Collection entries:
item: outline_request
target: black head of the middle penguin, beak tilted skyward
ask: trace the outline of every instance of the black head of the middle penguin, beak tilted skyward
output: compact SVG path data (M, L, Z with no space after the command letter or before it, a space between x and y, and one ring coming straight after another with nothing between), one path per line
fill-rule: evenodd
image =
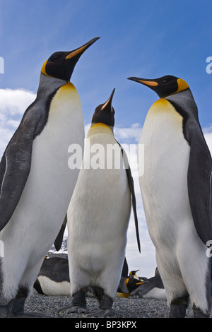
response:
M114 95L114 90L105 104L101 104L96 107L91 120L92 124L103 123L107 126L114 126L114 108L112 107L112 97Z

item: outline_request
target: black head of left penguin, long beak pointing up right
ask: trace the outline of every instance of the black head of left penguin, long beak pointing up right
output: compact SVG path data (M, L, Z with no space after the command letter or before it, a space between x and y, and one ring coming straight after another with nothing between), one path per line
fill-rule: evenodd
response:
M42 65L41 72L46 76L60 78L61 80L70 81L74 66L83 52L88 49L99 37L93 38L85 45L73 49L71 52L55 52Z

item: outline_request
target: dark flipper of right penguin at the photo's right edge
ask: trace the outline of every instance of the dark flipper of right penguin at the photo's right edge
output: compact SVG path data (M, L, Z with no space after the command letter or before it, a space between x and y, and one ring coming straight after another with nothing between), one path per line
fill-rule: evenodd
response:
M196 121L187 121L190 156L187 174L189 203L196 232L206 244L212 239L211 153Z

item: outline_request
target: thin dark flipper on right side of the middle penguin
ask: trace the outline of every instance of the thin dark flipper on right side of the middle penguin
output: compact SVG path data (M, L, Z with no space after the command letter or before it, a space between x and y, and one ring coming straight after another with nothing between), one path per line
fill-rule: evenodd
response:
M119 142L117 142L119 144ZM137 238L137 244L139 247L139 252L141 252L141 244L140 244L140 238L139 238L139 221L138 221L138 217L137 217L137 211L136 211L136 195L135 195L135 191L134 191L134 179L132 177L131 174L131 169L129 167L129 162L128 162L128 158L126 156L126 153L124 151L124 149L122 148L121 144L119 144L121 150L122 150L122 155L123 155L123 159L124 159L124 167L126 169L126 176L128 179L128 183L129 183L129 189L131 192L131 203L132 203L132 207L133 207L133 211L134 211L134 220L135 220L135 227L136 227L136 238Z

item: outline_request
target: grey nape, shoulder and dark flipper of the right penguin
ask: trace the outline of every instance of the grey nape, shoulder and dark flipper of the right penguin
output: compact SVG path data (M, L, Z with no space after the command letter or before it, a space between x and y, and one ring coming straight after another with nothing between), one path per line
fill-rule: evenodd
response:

== What is expected ==
All lines starting at the one holding "target: grey nape, shoulder" and ending at the last line above must be output exactly, and no other line may appear.

== Result of the task ==
target: grey nape, shoulder and dark flipper of the right penguin
ask: trace the outline of every instance of the grey nape, shoulder and dark flipper of the right penguin
output: compact SVG path data (M, L, Z with no space after the command letter or before it, a space between x and y, and one ring coming straight after another with nothing between), one path per line
fill-rule: evenodd
response:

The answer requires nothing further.